■ PROBLEM TO SOLVE
Print the records below word for word, beginning with the first line and ending once the line containing "target | orf logo" is printed.

■ MATERIAL SUPPLIED
************

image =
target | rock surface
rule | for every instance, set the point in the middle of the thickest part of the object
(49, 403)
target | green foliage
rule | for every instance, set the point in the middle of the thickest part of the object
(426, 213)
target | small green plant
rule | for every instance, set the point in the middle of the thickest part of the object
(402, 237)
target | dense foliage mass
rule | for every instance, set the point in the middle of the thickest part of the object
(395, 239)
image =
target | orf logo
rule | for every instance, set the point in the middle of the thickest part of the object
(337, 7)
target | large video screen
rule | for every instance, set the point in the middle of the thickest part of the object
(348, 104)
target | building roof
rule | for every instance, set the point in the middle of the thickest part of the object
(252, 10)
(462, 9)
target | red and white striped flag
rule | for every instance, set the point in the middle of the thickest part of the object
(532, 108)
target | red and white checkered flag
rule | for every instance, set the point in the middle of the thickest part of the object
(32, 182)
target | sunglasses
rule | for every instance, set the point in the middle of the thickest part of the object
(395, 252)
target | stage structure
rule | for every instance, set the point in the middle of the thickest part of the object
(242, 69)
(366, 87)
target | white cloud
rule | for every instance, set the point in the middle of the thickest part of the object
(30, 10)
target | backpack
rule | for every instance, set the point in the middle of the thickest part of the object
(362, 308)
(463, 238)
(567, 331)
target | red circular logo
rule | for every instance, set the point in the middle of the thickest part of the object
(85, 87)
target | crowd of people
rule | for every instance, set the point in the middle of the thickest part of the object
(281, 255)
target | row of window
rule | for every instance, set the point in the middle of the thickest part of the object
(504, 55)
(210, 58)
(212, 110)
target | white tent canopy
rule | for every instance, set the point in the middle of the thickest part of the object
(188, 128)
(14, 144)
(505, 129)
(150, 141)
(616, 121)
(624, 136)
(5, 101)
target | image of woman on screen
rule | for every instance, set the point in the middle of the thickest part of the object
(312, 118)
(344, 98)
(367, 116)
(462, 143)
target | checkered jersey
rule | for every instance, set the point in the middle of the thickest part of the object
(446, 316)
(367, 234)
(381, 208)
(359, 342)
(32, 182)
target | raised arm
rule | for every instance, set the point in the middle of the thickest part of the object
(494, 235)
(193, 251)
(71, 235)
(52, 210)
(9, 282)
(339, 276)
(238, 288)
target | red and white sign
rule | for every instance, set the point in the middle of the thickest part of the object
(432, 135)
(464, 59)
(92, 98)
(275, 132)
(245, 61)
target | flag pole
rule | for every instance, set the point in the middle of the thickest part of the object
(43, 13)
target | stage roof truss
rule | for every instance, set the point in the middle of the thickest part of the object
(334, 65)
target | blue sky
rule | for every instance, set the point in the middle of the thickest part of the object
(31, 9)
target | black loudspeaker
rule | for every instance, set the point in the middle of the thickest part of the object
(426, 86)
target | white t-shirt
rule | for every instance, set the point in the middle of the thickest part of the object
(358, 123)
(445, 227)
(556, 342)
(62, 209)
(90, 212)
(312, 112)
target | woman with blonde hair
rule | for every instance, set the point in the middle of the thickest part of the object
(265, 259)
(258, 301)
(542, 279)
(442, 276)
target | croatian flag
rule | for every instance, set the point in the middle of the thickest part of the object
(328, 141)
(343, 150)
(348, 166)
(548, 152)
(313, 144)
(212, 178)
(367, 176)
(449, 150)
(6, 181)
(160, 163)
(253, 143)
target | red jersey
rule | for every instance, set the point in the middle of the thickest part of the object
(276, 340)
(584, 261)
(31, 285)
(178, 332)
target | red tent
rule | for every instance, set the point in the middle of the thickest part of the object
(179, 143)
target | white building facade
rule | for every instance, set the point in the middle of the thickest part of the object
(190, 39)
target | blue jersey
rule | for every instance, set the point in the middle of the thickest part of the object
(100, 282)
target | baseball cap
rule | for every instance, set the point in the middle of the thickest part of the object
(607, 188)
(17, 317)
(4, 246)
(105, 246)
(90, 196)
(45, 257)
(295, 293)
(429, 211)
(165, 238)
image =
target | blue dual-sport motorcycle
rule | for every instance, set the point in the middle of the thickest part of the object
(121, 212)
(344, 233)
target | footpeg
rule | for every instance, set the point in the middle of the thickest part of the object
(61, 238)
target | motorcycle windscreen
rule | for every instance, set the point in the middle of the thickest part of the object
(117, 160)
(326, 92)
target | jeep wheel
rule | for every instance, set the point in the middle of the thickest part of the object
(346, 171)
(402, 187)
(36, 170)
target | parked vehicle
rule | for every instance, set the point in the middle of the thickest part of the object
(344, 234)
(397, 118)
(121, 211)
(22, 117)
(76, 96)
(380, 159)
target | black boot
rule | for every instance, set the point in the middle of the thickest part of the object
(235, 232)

************

■ ANSWER BELOW
image =
target | rock surface
rule | for every instance, set the point in the middle of the thickest part of the object
(49, 403)
target | green foliage
rule | for every instance, set the point in the middle of the thickest part of the object
(426, 213)
target | small green plant
rule | for every instance, set the point in the middle of the thickest part of the object
(402, 237)
target | dense foliage mass
rule | for every instance, set the point in the middle of the thickest part of the object
(395, 239)
image =
target | orf logo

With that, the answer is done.